# Temp car insurance for 19 year old? ANY?



## LiamGTR (Nov 26, 2006)

Hi all, just bought this ( not at the advertised price  ):
Toyota Celica

Without going into it, basically I need 2 months temp car insurance.

I can't find ANYONE who will temp cover a 19 year old 

Help!
Liam.


----------



## spikem603 (Nov 9, 2010)

if you only need it for two months, maybe get one of your aprents to insure it and add you as a named driver?


----------



## LiamGTR (Nov 26, 2006)

I don't wanna risk Fronting (is that it?) as I will be the only one using it and will be going too/from work. Thanks for the the thought though


----------



## Mookistar (Feb 5, 2004)

Liam, check out some insurers cancellation policies. A few will give pro rata refunds, and if you pay in installment you can just bail after 2 months

Mook


----------



## LiamGTR (Nov 26, 2006)

Mookistar said:


> Liam, check out some insurers cancellation policies. A few will give pro rata refunds, and if you pay in installment you can just bail after 2 months
> 
> Mook


You mean just pretend i'm getting a years cover, but pay monthly, after 2 months cancel and get 10 months money back ? (If I use 2 months) ?

Didn't think that was possible (never looked at it)
================
▶ _Written task 1_
Retype the point placement entries exactly as they appear, from the first entry to the last, leaving the pictures out of your answer.

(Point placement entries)
================
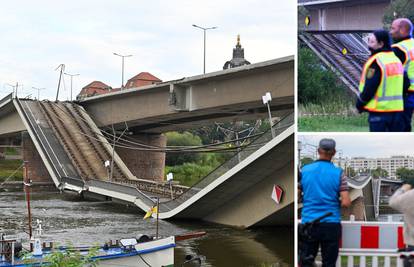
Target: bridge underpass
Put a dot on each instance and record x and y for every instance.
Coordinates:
(337, 32)
(237, 193)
================
▶ _Written task 2_
Echo the entire forum thread on temporary car insurance for a 19-year-old word for word.

▶ _Written reply 1_
Target: bridge underpass
Put a dot on each instance and record x and y for every instance.
Coordinates:
(337, 32)
(237, 193)

▶ _Written reply 2_
# Temp car insurance for 19 year old? ANY?



## LiamGTR (Nov 26, 2006)

Hi all, just bought this ( not at the advertised price  ):
Toyota Celica

Without going into it, basically I need 2 months temp car insurance.

I can't find ANYONE who will temp cover a 19 year old 

Help!
Liam.


----------



## spikem603 (Nov 9, 2010)

if you only need it for two months, maybe get one of your aprents to insure it and add you as a named driver?


----------



## LiamGTR (Nov 26, 2006)

I don't wanna risk Fronting (is that it?) as I will be the only one using it and will be going too/from work. Thanks for the the thought though


----------



## Mookistar (Feb 5, 2004)

Liam, check out some insurers cancellation policies. A few will give pro rata refunds, and if you pay in installment you can just bail after 2 months

Mook


----------



## LiamGTR (Nov 26, 2006)

Mookistar said:


> Liam, check out some insurers cancellation policies. A few will give pro rata refunds, and if you pay in installment you can just bail after 2 months
> 
> Mook


You mean just pretend i'm getting a years cover, but pay monthly, after 2 months cancel and get 10 months money back ? (If I use 2 months) ?

Didn't think that was possible (never looked at it)